------ Document section ------
The effects of cycloheximide on in vitro response of Rana pipiens pituitaries to continuously superfused gonadotropin-releasing hormone

DA Porter

An in vitro superfusion system was used to examine the effects of cycloheximide on the responsiveness of hemipituitaries from male Rana pipiens chronically treated with gonadotropin-releasing hormone (GnRH). Control hemipituitaries superfused with medium (DME) alone showed a rapid initial response to 100 ng/ml GnRH, and LH (luteinizing hormone) and FSH (follicle-stimulating hormone) levels remained above baseline throughout up to 13 h of treatment with GnRH. Subsequent to a 2-h rinse with DME alone following the initial treatment with GnRH, these control tissues showed a highly augmented increase in gonadotropin secretion in response to a final hour of GnRH superfusion, suggesting self-priming with as little as 5 h of initial GnRH treatment. Hemipituitaries treated with 71 microM cycloheximide showed a similar rapid initial response to 100 ng/ml GnRH, but levels declined to less than in control tissues within 3 h. Moreover, these tissues exhibited only slight responses when challenged with GnRH a second time. There were also no significant differences in response to GnRH by glands pretreated with cycloheximide for either 3 or 9 h. These results indicate the presence of a rapidly releasable pool of gonadotropin responsible for the initial response to GnRH that has minimal requirements for protein synthesis, and a second pool dependent upon protein synthesis that is involved in the maintenance of elevated gonadotropin secretion in response to chronically superfused GnRH, and for self-priming.
------ Collected data ------
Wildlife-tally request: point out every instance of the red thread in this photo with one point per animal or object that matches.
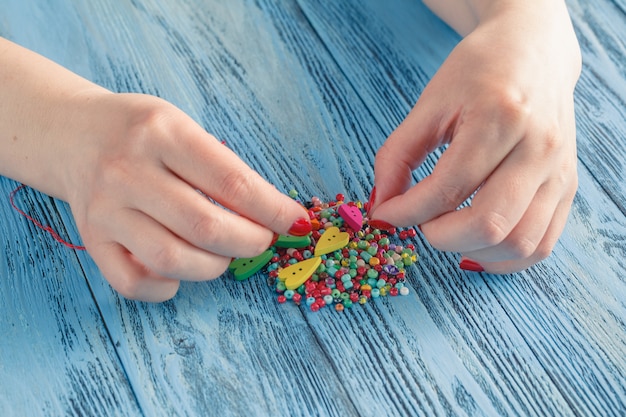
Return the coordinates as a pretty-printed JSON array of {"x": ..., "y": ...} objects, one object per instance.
------
Directions for this task: In the abstract on cycloheximide and frog pituitaries, what concentration of cycloheximide was applied to the treated hemipituitaries?

Exercise solution: 71 microM